§ **Task**
Rewrite everything from the line containing "Put a single dot on each instance of the cloudy" down to the end of the items, swapping "palm tree" for "coconut palm" and leaving all else unchanged.

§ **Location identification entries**
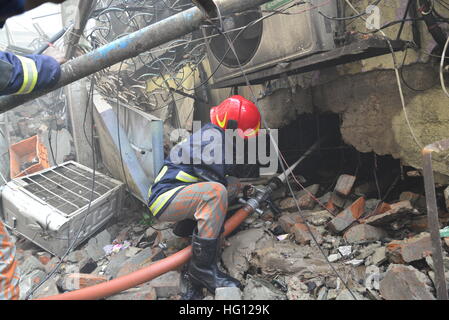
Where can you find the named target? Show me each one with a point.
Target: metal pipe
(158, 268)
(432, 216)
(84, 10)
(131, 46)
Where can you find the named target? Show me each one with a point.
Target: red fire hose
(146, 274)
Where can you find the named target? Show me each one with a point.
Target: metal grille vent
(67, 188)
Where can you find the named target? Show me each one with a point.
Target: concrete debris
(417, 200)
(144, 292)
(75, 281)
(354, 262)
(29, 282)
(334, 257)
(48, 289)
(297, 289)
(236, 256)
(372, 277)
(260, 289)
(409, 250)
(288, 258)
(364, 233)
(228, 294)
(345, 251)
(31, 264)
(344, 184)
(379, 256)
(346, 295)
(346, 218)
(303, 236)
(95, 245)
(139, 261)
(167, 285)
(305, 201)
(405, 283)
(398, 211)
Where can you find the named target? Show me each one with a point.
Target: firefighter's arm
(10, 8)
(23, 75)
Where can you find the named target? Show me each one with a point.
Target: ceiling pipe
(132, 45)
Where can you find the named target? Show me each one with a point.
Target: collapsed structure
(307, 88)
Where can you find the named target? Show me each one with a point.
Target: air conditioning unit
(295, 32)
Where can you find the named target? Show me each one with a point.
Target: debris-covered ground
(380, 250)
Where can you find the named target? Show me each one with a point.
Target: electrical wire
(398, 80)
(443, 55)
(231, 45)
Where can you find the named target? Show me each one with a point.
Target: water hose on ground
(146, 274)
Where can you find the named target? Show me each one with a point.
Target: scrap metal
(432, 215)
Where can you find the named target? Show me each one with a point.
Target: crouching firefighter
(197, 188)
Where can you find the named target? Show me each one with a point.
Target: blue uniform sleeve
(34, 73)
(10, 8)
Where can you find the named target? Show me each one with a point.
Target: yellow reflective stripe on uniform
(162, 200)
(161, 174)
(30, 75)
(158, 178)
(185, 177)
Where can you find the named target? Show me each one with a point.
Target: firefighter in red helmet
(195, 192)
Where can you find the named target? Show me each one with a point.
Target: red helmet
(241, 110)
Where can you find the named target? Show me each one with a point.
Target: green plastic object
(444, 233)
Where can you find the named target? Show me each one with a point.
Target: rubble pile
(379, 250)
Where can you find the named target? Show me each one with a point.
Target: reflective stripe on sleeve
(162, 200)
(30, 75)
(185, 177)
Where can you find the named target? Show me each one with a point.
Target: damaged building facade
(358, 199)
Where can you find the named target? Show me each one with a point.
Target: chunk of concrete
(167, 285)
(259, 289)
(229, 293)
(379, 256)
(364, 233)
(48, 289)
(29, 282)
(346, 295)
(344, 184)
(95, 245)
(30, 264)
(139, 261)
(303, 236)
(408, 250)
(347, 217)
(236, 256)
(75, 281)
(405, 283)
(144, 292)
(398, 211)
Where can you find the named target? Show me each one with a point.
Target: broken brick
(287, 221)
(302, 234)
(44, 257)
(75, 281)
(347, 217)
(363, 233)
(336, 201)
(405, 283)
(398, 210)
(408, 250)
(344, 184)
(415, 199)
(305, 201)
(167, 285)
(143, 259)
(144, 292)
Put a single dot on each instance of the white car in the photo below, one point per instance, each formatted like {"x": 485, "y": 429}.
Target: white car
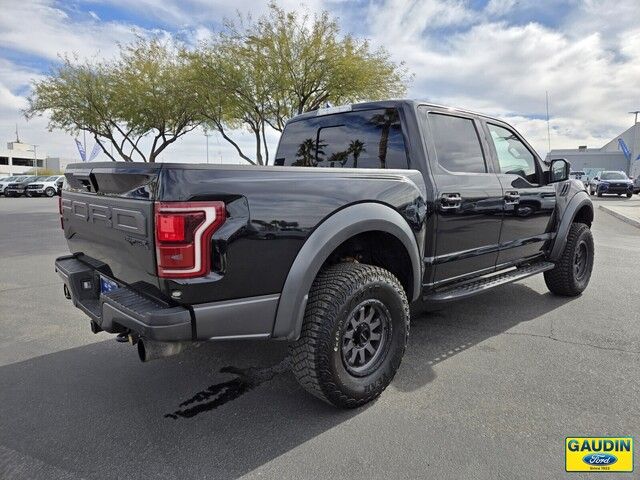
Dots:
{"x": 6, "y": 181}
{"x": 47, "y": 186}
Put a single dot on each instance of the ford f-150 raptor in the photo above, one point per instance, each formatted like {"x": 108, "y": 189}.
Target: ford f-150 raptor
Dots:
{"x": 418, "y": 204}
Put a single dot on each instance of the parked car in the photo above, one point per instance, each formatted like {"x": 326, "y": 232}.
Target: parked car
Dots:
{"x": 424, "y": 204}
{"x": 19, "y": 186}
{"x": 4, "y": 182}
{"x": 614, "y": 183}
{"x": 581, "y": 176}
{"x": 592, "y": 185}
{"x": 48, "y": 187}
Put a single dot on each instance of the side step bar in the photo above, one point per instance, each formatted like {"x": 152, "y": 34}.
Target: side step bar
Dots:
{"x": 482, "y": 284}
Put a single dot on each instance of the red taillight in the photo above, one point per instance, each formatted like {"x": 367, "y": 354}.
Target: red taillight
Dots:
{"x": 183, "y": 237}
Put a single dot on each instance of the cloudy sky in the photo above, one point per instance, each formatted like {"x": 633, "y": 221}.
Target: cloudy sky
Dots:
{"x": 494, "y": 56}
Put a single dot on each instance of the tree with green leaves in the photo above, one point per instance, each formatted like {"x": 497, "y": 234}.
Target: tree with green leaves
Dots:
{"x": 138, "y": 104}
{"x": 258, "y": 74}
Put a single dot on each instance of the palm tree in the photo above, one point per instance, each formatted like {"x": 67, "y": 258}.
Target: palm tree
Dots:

§ **Result of the exercise**
Put a single dot on each instance of the cloudy sky in the photo above, one point per instance, each formatted like {"x": 633, "y": 221}.
Target: cloudy sky
Dots:
{"x": 494, "y": 56}
Put a single dot on each instance of the tree with green leaves in the photo above, one point per instance, each formatted like {"x": 497, "y": 234}.
Target: tree with green leaves
Dots:
{"x": 138, "y": 104}
{"x": 258, "y": 74}
Put a single dot on each instance of the coconut palm in the photo above, one point per instance, each formatted like {"x": 67, "y": 258}.
Target: coconut palm
Dots:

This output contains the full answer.